— Begin —

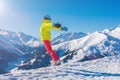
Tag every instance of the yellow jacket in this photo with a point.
(45, 28)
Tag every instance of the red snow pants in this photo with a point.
(48, 47)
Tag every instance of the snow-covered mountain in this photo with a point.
(67, 37)
(107, 68)
(91, 46)
(76, 49)
(14, 45)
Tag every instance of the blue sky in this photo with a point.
(78, 15)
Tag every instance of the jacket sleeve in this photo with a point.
(56, 28)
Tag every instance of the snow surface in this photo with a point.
(107, 68)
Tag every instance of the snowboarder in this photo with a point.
(45, 29)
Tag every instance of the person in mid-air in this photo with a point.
(45, 29)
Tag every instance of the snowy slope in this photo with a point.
(114, 32)
(107, 68)
(92, 46)
(19, 38)
(14, 45)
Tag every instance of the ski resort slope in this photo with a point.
(107, 68)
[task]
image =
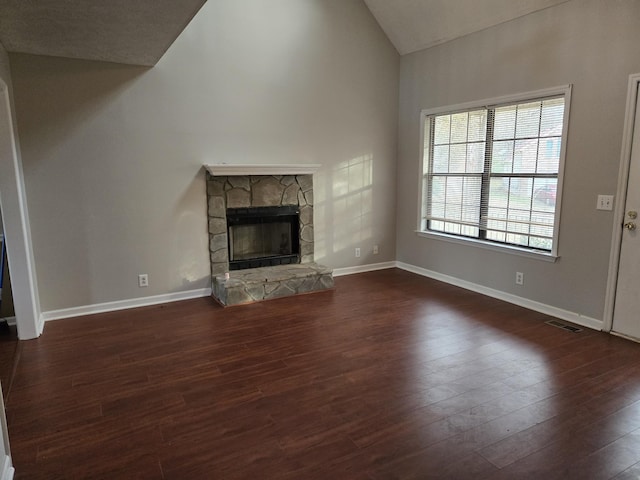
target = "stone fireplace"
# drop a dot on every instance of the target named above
(261, 233)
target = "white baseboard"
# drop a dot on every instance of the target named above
(10, 320)
(7, 469)
(572, 317)
(338, 272)
(123, 304)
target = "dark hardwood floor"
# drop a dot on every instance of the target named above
(389, 376)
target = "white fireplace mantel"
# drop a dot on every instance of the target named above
(262, 169)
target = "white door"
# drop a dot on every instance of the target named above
(626, 313)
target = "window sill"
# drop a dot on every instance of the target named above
(509, 249)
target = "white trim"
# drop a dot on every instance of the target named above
(572, 317)
(256, 169)
(10, 321)
(339, 272)
(505, 99)
(626, 337)
(123, 304)
(7, 469)
(621, 199)
(17, 231)
(562, 90)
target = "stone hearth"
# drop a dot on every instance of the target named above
(255, 284)
(229, 188)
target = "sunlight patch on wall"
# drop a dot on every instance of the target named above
(352, 202)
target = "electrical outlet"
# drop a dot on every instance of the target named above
(605, 202)
(143, 280)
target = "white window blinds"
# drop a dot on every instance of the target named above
(492, 172)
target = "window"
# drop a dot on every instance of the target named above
(492, 173)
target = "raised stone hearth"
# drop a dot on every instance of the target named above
(237, 187)
(256, 284)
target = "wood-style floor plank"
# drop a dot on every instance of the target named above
(389, 376)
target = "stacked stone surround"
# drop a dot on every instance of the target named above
(244, 191)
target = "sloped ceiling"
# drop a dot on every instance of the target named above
(413, 25)
(140, 31)
(124, 31)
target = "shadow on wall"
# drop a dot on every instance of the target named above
(57, 100)
(344, 198)
(192, 266)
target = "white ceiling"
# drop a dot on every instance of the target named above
(413, 25)
(123, 31)
(140, 31)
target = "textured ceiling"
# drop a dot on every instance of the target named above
(124, 31)
(140, 31)
(413, 25)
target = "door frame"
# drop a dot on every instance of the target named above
(633, 92)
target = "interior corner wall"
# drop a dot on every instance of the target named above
(591, 44)
(15, 214)
(113, 154)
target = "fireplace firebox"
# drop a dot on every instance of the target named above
(263, 236)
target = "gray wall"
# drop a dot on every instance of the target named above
(113, 154)
(592, 44)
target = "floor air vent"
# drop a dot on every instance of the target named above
(564, 326)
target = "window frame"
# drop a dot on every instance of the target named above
(492, 103)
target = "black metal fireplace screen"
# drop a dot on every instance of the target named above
(263, 236)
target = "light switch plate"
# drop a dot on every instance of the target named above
(605, 202)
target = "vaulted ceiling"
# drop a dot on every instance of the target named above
(140, 31)
(123, 31)
(413, 25)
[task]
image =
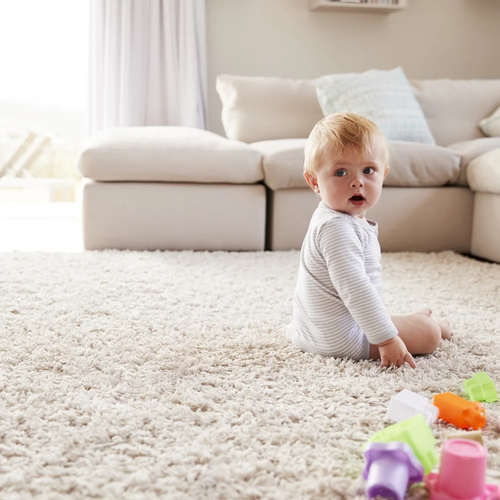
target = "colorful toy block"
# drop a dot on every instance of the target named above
(460, 412)
(390, 469)
(406, 404)
(473, 435)
(462, 473)
(481, 388)
(415, 432)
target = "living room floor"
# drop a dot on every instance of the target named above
(40, 227)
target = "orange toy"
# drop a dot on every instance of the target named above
(460, 412)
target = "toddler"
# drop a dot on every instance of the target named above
(338, 305)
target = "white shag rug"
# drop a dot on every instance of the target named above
(129, 375)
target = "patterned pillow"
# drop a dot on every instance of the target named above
(491, 125)
(383, 96)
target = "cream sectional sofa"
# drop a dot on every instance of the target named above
(180, 188)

— End —

*WORK TO DO*
Write out the listing word for word, omitting the pictures it holds.

*RESULT FOR THIS TASK*
Tag every instance of the yellow jacket in this photo with a point.
(45, 28)
Tag every instance of the red snow pants in this photo with a point.
(48, 47)
Tag every instance of the snow-covered mountain in this photo with a point.
(67, 37)
(107, 68)
(91, 46)
(76, 49)
(14, 45)
Tag every instance of the blue sky in this photo with a point.
(78, 15)
Tag every instance of the jacket sleeve in this photo with a point.
(56, 28)
Tag every instance of the snow surface in this photo with a point.
(107, 68)
Tag every instance of the snowboarder in this photo with a point.
(45, 29)
Tag every instance of the person in mid-air in this photo with a point.
(45, 29)
Tag every instance of the snowy slope in this photo with a point.
(114, 32)
(107, 68)
(92, 46)
(19, 38)
(14, 45)
Tag every instance of the ski resort slope in this photo with a point.
(107, 68)
[task]
image =
target = "stone fireplace"
# drop a dot on every instance of the target named above
(261, 233)
target = "white baseboard"
# drop a dot on every instance of the target named above
(10, 320)
(7, 469)
(572, 317)
(338, 272)
(123, 304)
target = "dark hardwood floor"
# drop a dot on every instance of the target named above
(389, 376)
target = "white fireplace mantel"
# drop a dot on every instance of the target named above
(262, 169)
target = "white door"
# drop a dot on every instance of the target named above
(626, 313)
target = "window sill"
# drop a dot on every instance of the target named above
(509, 249)
target = "white trim"
# drop a dot on every instance of the target named above
(572, 317)
(256, 169)
(10, 321)
(339, 272)
(505, 99)
(626, 337)
(123, 304)
(7, 469)
(621, 199)
(17, 231)
(562, 90)
target = "stone hearth"
# drop a dot on every instance of the target named above
(255, 284)
(229, 188)
target = "sunlight patch on wall"
# drop a dot on every instance of the target named above
(352, 202)
target = "electrical outlet"
# drop a dot on every instance of the target named above
(605, 202)
(143, 280)
target = "white window blinds"
# drop a dot on every instance of the target named above
(492, 172)
target = "window"
# drop a dot on every instance of the target named above
(492, 173)
target = "raised stone hearth"
# drop a dot on every instance of the target named above
(237, 187)
(256, 284)
target = "wood-style floor plank"
# drop a dot on every instance of the target named above
(389, 376)
target = "stacked stone surround"
# drop a dot on every instance of the target named above
(244, 191)
target = "sloped ceiling"
# drop a dot on every instance of the target named above
(413, 25)
(140, 31)
(124, 31)
target = "shadow on wall"
# drop a dot on every instance of the target named above
(57, 100)
(344, 198)
(192, 266)
target = "white ceiling"
# drop a dot on every instance of the target named above
(413, 25)
(123, 31)
(140, 31)
target = "textured ceiling"
# drop a dot on every instance of the target named above
(124, 31)
(140, 31)
(413, 25)
target = "door frame"
# drop a dot on every instance of the target named above
(633, 92)
target = "interior corner wall"
# drop a dot on every instance of the target named above
(591, 44)
(15, 214)
(113, 154)
target = "fireplace firebox"
# drop a dot on every instance of the target named above
(263, 236)
target = "gray wall"
# drop a dot on every instance of the target named above
(113, 154)
(592, 44)
target = "floor air vent"
# drop a dot on every instance of the target named above
(564, 326)
target = "window frame"
# drop a dot on every instance of the target named above
(492, 103)
target = "black metal fireplace screen"
# drop a dot on every instance of the target named above
(263, 236)
target = "light switch plate"
# drop a dot on every instance of the target named above
(605, 202)
target = "vaulted ceiling"
# drop a dot on every instance of the target named above
(140, 31)
(123, 31)
(413, 25)
[task]
image =
target = "colorful toy block"
# drop a dot on every instance of the target named above
(460, 412)
(390, 469)
(406, 404)
(473, 435)
(462, 473)
(481, 388)
(415, 432)
target = "living room floor"
# drop a dot on every instance of the target named above
(40, 227)
target = "orange toy"
# drop a dot on every instance of the target named above
(460, 412)
target = "toddler"
# drop a dot on every instance of the target named above
(338, 305)
target = "white shag rug"
# drop a dot on every instance of the target named above
(129, 375)
target = "patterned pillow"
# drop a dot on every instance of the target named above
(491, 125)
(383, 96)
target = "cream sectional sofa"
# drop a dot on every instance of the target named above
(180, 188)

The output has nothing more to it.